What you should do: Reproduce the following material verbatim, from its first line through its last.
=====
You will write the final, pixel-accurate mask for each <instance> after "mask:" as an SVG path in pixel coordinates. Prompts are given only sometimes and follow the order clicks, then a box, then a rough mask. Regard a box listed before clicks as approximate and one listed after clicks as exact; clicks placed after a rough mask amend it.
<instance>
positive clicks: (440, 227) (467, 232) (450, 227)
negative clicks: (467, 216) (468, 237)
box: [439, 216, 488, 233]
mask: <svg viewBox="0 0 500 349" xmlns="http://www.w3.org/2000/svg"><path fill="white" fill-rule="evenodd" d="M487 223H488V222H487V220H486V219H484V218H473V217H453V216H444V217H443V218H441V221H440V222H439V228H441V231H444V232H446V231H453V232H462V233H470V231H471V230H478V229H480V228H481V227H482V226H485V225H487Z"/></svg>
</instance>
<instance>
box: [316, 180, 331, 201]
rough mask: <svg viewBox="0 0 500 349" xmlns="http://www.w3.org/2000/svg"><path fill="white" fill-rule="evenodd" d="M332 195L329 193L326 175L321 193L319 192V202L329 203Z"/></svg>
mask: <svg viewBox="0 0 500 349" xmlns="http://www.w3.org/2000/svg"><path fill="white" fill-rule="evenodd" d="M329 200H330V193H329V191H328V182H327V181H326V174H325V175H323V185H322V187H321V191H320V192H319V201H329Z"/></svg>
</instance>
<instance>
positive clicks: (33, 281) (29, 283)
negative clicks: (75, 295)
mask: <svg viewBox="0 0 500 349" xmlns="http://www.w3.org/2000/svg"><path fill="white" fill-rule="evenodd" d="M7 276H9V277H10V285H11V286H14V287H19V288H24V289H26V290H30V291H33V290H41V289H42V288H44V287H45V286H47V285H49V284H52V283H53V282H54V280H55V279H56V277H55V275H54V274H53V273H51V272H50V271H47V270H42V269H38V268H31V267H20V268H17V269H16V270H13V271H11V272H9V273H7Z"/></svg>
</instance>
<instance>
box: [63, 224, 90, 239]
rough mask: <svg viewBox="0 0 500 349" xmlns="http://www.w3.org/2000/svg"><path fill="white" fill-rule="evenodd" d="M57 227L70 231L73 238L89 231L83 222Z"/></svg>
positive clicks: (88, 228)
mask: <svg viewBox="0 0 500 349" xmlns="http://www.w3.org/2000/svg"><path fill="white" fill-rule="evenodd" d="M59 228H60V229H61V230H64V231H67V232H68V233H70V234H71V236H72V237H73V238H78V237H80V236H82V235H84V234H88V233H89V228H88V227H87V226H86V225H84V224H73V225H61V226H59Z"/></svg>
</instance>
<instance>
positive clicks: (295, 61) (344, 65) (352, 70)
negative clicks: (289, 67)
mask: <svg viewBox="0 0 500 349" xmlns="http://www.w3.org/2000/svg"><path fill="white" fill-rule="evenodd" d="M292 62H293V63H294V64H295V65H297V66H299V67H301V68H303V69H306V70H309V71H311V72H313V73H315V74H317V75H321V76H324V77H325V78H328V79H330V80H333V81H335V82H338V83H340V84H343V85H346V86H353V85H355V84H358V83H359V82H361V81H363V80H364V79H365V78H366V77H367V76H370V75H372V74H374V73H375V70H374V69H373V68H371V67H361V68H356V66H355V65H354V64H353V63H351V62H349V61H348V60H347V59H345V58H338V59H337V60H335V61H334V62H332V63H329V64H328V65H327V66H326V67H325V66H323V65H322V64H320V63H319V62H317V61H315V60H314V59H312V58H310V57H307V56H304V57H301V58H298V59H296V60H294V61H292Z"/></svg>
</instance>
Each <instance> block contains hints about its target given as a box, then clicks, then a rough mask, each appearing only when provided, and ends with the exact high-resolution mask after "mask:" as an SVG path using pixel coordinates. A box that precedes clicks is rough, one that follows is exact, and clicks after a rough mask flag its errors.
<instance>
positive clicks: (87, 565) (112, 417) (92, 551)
=====
Completed task:
You will write the final, pixel-accurate mask for each <instance> after "mask:" as an SVG path in pixel coordinates. Prompts are given only sometimes and follow the order clicks, then a box, then a rough mask. Regard a box listed before clicks as approximate and one listed after clicks as exact; clicks placed after a rough mask amend it.
<instance>
positive clicks: (440, 227) (467, 232) (450, 227)
negative clicks: (467, 216) (468, 237)
box: [439, 216, 488, 233]
mask: <svg viewBox="0 0 500 349" xmlns="http://www.w3.org/2000/svg"><path fill="white" fill-rule="evenodd" d="M487 223H488V222H487V220H486V219H484V218H473V217H453V216H444V217H443V218H441V221H440V222H439V228H441V231H444V232H446V231H453V232H462V233H470V231H471V230H478V229H480V228H481V227H482V226H485V225H487Z"/></svg>
</instance>
<instance>
box: [316, 180, 331, 201]
rough mask: <svg viewBox="0 0 500 349" xmlns="http://www.w3.org/2000/svg"><path fill="white" fill-rule="evenodd" d="M332 195L329 193L326 175L321 193L319 192V202L329 203Z"/></svg>
mask: <svg viewBox="0 0 500 349" xmlns="http://www.w3.org/2000/svg"><path fill="white" fill-rule="evenodd" d="M329 200H330V193H329V191H328V182H327V181H326V174H325V175H323V185H322V187H321V191H320V192H319V201H329Z"/></svg>
</instance>
<instance>
positive clicks: (33, 281) (29, 283)
negative clicks: (75, 295)
mask: <svg viewBox="0 0 500 349" xmlns="http://www.w3.org/2000/svg"><path fill="white" fill-rule="evenodd" d="M7 276H9V277H10V285H11V286H14V287H19V288H24V289H26V290H30V291H33V290H41V289H42V288H44V287H45V286H47V285H49V284H52V283H53V282H54V280H55V279H56V277H55V275H54V274H53V273H51V272H50V271H47V270H42V269H38V268H31V267H20V268H17V269H16V270H13V271H11V272H9V273H7Z"/></svg>
</instance>
<instance>
box: [63, 224, 90, 239]
rough mask: <svg viewBox="0 0 500 349" xmlns="http://www.w3.org/2000/svg"><path fill="white" fill-rule="evenodd" d="M57 227L70 231L73 238L89 231L83 222Z"/></svg>
positive clicks: (88, 228)
mask: <svg viewBox="0 0 500 349" xmlns="http://www.w3.org/2000/svg"><path fill="white" fill-rule="evenodd" d="M59 228H60V229H61V230H64V231H67V232H68V233H70V234H71V236H72V237H73V238H78V237H80V236H82V235H84V234H88V233H89V228H88V227H87V226H86V225H84V224H73V225H61V226H59Z"/></svg>
</instance>
<instance>
positive clicks: (295, 61) (344, 65) (352, 70)
negative clicks: (289, 67)
mask: <svg viewBox="0 0 500 349" xmlns="http://www.w3.org/2000/svg"><path fill="white" fill-rule="evenodd" d="M292 62H293V63H294V64H295V65H297V66H299V67H301V68H303V69H306V70H309V71H311V72H313V73H315V74H317V75H321V76H324V77H325V78H328V79H330V80H333V81H335V82H338V83H340V84H343V85H346V86H353V85H355V84H358V83H359V82H361V81H363V80H364V79H365V78H366V77H367V76H370V75H372V74H374V73H375V70H374V69H373V68H371V67H361V68H356V66H355V65H354V64H353V63H351V62H349V61H348V60H347V59H345V58H338V59H337V60H335V61H334V62H332V63H329V64H328V65H327V66H326V67H325V66H323V65H322V64H320V63H319V62H317V61H315V60H314V59H312V58H310V57H307V56H304V57H301V58H298V59H296V60H294V61H292Z"/></svg>
</instance>
Each <instance> block contains hints about its target given as a box, then clicks, then a rough mask, each appearing only when provided, and ends with the exact high-resolution mask after "mask:" as an SVG path using pixel coordinates. A box that precedes clicks is rough, one that follows is exact, and clicks after a rough mask flag its errors.
<instance>
positive clicks: (87, 565) (112, 417) (92, 551)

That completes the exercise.